● **Task requirements**:
Render as a numbered list the rows from the line containing "Detection brief: inspect the image and locate eye." through the line containing "(247, 253), (269, 269)", skipping blank lines. Leave the picture out of the list.

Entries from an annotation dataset
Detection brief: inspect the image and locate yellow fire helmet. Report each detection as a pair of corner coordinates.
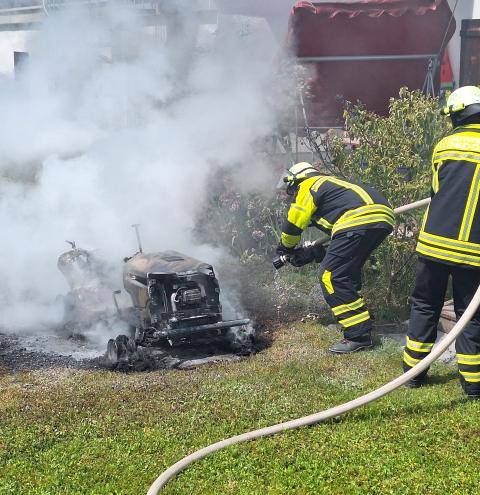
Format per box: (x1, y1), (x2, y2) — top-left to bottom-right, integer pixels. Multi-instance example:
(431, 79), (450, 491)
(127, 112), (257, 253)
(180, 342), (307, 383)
(442, 86), (480, 118)
(278, 162), (319, 194)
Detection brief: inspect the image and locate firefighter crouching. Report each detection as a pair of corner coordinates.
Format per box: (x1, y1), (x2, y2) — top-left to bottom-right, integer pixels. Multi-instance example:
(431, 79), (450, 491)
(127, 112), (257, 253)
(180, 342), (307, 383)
(403, 86), (480, 399)
(277, 163), (395, 354)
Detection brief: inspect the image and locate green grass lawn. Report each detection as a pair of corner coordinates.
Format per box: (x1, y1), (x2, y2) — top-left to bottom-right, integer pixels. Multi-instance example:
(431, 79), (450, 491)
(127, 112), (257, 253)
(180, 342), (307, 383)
(0, 323), (480, 495)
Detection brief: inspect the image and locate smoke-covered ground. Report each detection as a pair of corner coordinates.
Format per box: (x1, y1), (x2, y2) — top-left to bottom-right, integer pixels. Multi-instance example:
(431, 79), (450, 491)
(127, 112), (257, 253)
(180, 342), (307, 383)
(0, 1), (284, 368)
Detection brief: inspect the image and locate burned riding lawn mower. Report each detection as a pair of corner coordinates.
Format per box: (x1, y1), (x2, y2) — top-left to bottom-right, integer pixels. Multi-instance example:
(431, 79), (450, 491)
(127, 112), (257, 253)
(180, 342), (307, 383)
(107, 250), (253, 369)
(57, 241), (118, 337)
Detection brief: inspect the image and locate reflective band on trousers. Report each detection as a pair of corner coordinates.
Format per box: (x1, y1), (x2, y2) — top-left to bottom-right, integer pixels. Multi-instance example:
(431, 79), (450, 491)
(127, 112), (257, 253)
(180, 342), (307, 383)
(460, 370), (480, 383)
(332, 297), (365, 316)
(403, 351), (421, 367)
(407, 335), (433, 352)
(457, 354), (480, 366)
(338, 311), (370, 328)
(322, 270), (335, 294)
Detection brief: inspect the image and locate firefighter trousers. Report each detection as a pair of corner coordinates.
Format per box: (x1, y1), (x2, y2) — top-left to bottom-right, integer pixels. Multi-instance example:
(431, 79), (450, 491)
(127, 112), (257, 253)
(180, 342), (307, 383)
(320, 228), (391, 341)
(403, 258), (480, 395)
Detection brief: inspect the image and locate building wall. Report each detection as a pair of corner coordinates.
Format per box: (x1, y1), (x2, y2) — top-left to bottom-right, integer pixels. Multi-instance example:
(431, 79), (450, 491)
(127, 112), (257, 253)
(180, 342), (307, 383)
(448, 0), (474, 86)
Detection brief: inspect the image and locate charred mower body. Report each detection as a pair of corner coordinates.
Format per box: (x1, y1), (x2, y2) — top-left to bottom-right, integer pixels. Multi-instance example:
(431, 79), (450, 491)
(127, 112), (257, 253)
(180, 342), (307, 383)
(107, 251), (252, 365)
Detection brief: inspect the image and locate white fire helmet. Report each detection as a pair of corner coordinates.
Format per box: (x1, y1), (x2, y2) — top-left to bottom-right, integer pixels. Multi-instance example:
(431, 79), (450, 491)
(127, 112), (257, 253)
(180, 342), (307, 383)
(442, 86), (480, 118)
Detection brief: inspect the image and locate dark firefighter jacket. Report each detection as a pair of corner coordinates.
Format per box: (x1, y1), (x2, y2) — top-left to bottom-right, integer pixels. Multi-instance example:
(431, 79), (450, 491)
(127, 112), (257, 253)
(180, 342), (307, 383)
(417, 124), (480, 269)
(282, 175), (395, 248)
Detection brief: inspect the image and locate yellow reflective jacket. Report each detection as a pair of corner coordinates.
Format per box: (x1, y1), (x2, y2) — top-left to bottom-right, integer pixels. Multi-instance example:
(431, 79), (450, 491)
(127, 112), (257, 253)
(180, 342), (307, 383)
(417, 124), (480, 268)
(282, 175), (395, 248)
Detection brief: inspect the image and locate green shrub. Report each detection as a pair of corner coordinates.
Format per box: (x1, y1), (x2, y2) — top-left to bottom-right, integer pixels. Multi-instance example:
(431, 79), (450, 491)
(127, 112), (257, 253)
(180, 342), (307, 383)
(326, 88), (450, 319)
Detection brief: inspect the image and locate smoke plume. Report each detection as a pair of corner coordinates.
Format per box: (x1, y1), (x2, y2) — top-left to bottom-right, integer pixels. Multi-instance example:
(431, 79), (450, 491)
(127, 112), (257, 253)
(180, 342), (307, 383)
(0, 1), (280, 331)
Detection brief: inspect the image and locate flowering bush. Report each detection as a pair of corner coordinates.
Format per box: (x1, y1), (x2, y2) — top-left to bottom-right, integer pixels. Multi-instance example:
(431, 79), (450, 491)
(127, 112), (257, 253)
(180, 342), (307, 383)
(197, 171), (288, 260)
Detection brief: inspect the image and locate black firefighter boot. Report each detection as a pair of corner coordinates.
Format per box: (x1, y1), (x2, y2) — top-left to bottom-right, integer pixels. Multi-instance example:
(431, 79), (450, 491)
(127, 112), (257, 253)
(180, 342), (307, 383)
(328, 332), (373, 354)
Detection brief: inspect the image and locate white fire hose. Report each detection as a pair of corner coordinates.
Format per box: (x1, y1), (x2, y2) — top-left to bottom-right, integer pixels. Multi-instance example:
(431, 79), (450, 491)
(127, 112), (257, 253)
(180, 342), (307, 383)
(147, 198), (480, 495)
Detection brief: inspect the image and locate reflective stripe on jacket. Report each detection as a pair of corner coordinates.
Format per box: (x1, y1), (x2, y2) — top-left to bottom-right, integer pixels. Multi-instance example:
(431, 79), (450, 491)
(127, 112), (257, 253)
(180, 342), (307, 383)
(417, 124), (480, 268)
(282, 175), (395, 248)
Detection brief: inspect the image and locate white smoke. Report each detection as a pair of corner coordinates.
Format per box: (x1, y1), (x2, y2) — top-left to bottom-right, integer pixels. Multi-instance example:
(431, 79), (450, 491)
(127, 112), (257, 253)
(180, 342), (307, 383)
(0, 2), (280, 331)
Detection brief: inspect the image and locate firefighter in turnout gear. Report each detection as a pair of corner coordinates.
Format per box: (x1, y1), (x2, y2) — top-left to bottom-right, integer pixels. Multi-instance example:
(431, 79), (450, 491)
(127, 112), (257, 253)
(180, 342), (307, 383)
(277, 163), (395, 354)
(403, 86), (480, 399)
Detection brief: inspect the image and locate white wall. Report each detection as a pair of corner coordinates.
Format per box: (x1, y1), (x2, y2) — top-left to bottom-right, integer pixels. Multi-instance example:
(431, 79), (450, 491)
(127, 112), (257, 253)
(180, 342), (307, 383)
(448, 0), (474, 86)
(0, 31), (32, 77)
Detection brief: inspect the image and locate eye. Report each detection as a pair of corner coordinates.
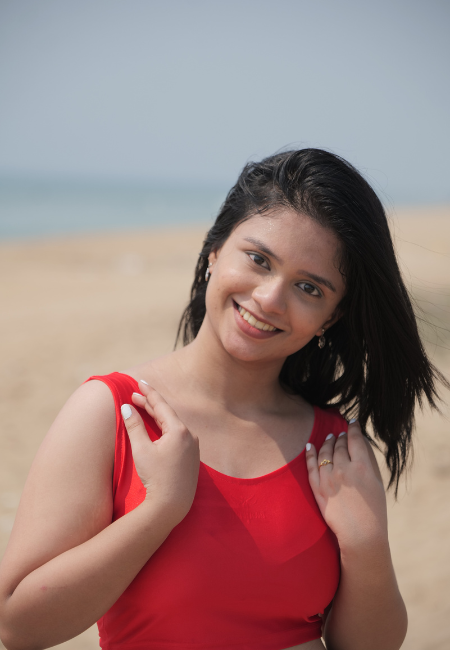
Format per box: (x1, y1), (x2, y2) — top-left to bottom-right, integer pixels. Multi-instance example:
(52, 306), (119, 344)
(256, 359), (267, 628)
(297, 282), (322, 296)
(247, 253), (269, 269)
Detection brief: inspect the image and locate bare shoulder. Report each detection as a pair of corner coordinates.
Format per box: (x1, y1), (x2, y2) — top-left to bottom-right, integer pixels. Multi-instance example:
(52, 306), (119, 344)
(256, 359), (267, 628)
(0, 380), (116, 592)
(124, 351), (182, 398)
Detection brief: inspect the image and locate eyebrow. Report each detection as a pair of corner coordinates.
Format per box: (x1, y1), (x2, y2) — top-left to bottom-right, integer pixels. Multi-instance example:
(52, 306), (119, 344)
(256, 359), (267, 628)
(244, 237), (336, 293)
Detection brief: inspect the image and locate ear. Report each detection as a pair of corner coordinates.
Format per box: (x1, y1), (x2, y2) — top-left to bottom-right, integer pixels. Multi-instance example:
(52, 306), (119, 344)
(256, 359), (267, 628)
(208, 248), (221, 266)
(316, 308), (342, 336)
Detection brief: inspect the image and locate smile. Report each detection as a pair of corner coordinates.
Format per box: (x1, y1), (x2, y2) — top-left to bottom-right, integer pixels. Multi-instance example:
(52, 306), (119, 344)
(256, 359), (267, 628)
(235, 302), (280, 332)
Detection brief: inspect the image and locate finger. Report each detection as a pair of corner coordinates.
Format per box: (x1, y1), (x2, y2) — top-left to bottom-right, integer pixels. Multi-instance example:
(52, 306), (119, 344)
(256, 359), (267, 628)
(333, 431), (350, 463)
(347, 420), (368, 461)
(306, 442), (320, 492)
(317, 433), (336, 471)
(120, 404), (152, 457)
(140, 386), (186, 434)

● **Response to the task**:
1. Detection brief: inspect the image and locate eye. Report each detection as a pair of corner coordinates.
2. Format per box: (x1, y1), (x2, y2) — top-left to bottom-right, integer pixels. Multi-instance example:
3. (52, 306), (119, 344)
4. (256, 359), (267, 628)
5. (297, 282), (322, 296)
6. (247, 253), (269, 269)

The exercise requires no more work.